Written request :: Without the pictures, copy all the entries below exactly.
═════ Information given ═════
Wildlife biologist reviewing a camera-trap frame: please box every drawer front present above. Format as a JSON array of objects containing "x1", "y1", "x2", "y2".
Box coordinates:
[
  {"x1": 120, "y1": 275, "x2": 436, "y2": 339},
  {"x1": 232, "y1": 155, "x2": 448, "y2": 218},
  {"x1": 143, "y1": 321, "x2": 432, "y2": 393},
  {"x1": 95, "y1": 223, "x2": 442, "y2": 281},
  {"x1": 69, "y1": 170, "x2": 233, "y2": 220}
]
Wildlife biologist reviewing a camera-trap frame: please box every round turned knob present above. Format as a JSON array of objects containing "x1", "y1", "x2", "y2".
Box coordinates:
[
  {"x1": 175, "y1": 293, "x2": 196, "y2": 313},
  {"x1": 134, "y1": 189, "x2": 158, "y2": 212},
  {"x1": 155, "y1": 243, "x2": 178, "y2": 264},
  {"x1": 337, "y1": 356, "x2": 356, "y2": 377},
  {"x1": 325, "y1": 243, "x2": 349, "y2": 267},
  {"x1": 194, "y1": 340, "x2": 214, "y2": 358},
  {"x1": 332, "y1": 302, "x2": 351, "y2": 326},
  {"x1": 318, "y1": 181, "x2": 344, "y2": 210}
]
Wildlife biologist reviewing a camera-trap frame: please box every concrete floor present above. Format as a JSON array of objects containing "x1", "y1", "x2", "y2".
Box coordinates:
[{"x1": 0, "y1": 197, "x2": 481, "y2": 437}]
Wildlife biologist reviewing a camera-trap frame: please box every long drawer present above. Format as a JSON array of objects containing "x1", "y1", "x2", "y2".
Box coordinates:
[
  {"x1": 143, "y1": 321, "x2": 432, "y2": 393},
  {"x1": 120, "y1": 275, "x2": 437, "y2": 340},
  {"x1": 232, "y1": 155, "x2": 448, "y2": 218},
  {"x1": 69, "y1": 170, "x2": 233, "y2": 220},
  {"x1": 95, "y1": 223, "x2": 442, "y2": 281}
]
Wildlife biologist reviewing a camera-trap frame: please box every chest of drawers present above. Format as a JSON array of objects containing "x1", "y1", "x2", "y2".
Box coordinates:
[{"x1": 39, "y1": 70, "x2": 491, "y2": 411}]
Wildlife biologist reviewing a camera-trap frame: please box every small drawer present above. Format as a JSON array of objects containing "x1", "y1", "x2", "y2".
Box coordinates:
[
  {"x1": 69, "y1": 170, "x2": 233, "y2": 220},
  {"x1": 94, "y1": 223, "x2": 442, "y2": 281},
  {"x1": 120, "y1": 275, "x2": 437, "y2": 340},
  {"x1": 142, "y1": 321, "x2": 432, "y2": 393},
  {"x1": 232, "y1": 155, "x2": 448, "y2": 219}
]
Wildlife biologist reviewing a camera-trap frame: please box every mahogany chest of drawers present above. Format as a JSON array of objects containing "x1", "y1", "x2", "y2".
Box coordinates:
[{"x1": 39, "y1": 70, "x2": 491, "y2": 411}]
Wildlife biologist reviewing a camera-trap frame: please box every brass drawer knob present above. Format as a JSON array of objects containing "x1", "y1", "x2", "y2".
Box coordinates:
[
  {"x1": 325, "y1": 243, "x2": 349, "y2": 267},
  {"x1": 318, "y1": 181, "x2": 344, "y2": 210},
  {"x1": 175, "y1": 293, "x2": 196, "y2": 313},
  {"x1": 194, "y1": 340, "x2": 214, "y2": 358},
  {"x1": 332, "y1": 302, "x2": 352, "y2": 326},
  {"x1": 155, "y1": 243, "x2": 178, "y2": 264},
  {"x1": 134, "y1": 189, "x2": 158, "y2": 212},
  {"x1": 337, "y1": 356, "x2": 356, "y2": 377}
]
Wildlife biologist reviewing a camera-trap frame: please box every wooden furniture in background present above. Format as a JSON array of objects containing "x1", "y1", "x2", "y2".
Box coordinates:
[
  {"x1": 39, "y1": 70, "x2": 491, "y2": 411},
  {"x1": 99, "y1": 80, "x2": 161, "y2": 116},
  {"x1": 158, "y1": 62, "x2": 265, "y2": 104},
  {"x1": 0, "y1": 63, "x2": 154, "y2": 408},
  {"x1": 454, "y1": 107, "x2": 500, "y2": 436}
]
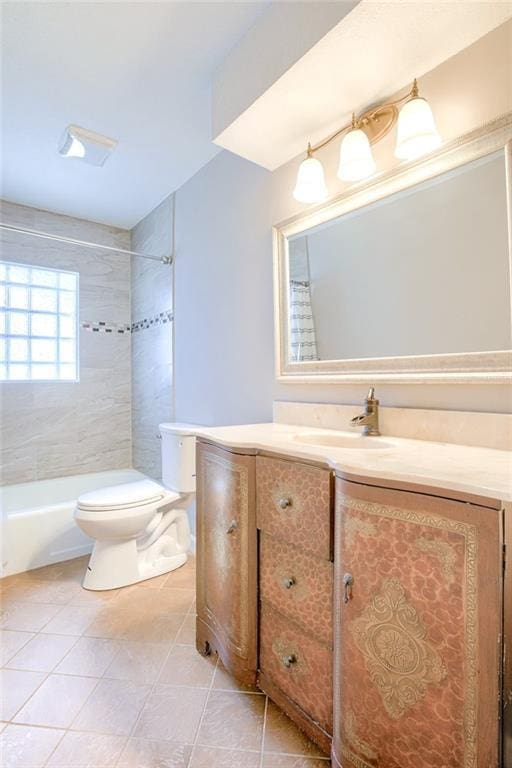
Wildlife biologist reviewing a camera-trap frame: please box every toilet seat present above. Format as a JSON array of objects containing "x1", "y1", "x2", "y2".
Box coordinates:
[{"x1": 77, "y1": 479, "x2": 179, "y2": 512}]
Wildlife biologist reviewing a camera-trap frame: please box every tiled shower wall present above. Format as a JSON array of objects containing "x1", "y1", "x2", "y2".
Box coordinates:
[
  {"x1": 0, "y1": 203, "x2": 131, "y2": 484},
  {"x1": 131, "y1": 197, "x2": 173, "y2": 479}
]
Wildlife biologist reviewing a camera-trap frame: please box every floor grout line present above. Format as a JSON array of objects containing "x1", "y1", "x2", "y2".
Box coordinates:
═════
Solved exercise ::
Wildlife biologist reviewing a camera-trap frame: please box every drawer front present above. Format as a JSON array of objects containing "x1", "y1", "x2", "y2".
Box coordinates:
[
  {"x1": 120, "y1": 275, "x2": 436, "y2": 339},
  {"x1": 232, "y1": 155, "x2": 448, "y2": 218},
  {"x1": 143, "y1": 321, "x2": 432, "y2": 393},
  {"x1": 95, "y1": 223, "x2": 442, "y2": 281},
  {"x1": 69, "y1": 170, "x2": 233, "y2": 220}
]
Wildlife biologist reviewing a camera-trap frame: please box every round turned knob present above. Format as a JSON array of objects containing "x1", "y1", "x2", "y2".
Box coordinates:
[
  {"x1": 175, "y1": 293, "x2": 196, "y2": 313},
  {"x1": 134, "y1": 189, "x2": 158, "y2": 212},
  {"x1": 155, "y1": 243, "x2": 178, "y2": 264},
  {"x1": 337, "y1": 356, "x2": 356, "y2": 377},
  {"x1": 325, "y1": 243, "x2": 349, "y2": 267},
  {"x1": 194, "y1": 340, "x2": 214, "y2": 358},
  {"x1": 332, "y1": 302, "x2": 351, "y2": 326},
  {"x1": 318, "y1": 181, "x2": 344, "y2": 210}
]
Wildlife biologist reviewing a camera-trap frame: please box every concrete floor present above. Format as a JSON array of objects containing "x1", "y1", "x2", "y2".
Box coordinates:
[{"x1": 0, "y1": 197, "x2": 481, "y2": 437}]
Wildlife biologist reviewing a camera-trap frame: please box every long drawer present above. Format as a JSON array of objects containing "x1", "y1", "x2", "y2".
Box coordinates:
[
  {"x1": 143, "y1": 321, "x2": 432, "y2": 393},
  {"x1": 120, "y1": 275, "x2": 437, "y2": 340},
  {"x1": 232, "y1": 155, "x2": 448, "y2": 218},
  {"x1": 69, "y1": 170, "x2": 233, "y2": 220},
  {"x1": 95, "y1": 223, "x2": 442, "y2": 281}
]
Wildlife biologist reviewing a camera-trap frame: please box every chest of drawers present above. Format as a JSON array of objects containing "x1", "y1", "x2", "y2".
Box coordinates:
[{"x1": 39, "y1": 70, "x2": 491, "y2": 411}]
Wildlife biologist reviewing a camera-trap frame: please box every small drawer present above. Format as a JSON array of objects containing "x1", "y1", "x2", "y2".
Box coordinates:
[
  {"x1": 69, "y1": 170, "x2": 233, "y2": 220},
  {"x1": 94, "y1": 223, "x2": 442, "y2": 281},
  {"x1": 120, "y1": 275, "x2": 437, "y2": 340},
  {"x1": 142, "y1": 321, "x2": 432, "y2": 393},
  {"x1": 232, "y1": 155, "x2": 448, "y2": 219}
]
Wildlife biologist reviewing a camera-trap frame: please box every mahogany chest of drawers present above. Format as a JSON array of objects containing "x1", "y1", "x2", "y2".
Box coordinates:
[{"x1": 39, "y1": 70, "x2": 491, "y2": 411}]
Wildlife biologist reviewing a camera-trap frame: please box every brass drawer knob present above. Format as a JSON array of objects containing "x1", "y1", "x2", "y2".
Box coordinates:
[
  {"x1": 325, "y1": 243, "x2": 349, "y2": 267},
  {"x1": 318, "y1": 181, "x2": 344, "y2": 210},
  {"x1": 175, "y1": 293, "x2": 196, "y2": 313},
  {"x1": 194, "y1": 340, "x2": 214, "y2": 358},
  {"x1": 332, "y1": 302, "x2": 352, "y2": 326},
  {"x1": 155, "y1": 243, "x2": 178, "y2": 264},
  {"x1": 134, "y1": 189, "x2": 158, "y2": 212},
  {"x1": 337, "y1": 356, "x2": 356, "y2": 377}
]
Wildlife biologist reviewing a camera-trap frame: please box every wooden furniture in background present above. Format as a JSON array of objects containing "x1", "y1", "x2", "y2".
Box coordinates:
[
  {"x1": 39, "y1": 70, "x2": 491, "y2": 411},
  {"x1": 99, "y1": 80, "x2": 161, "y2": 116},
  {"x1": 158, "y1": 62, "x2": 265, "y2": 104},
  {"x1": 0, "y1": 63, "x2": 154, "y2": 408},
  {"x1": 454, "y1": 107, "x2": 500, "y2": 436}
]
Wildlife biologist reviewing a camera-trap frame: please box every toilet seat present above. Format as a JSON array of objects containing "x1", "y1", "x2", "y2".
Box coordinates:
[{"x1": 77, "y1": 479, "x2": 179, "y2": 512}]
Wildlife biologist reviewing a camera-trap frame: please box every tiled shower wall present above. Format as a JSON array of objects containing "x1", "y1", "x2", "y2".
Box coordinates:
[
  {"x1": 0, "y1": 203, "x2": 131, "y2": 484},
  {"x1": 131, "y1": 197, "x2": 173, "y2": 479}
]
Wildlife biologist reviewing a camera-trap frame: please box every floor grout line present above. Format as a JSON array of objects containing "x1", "y1", "x2", "y2".
Box coordinates:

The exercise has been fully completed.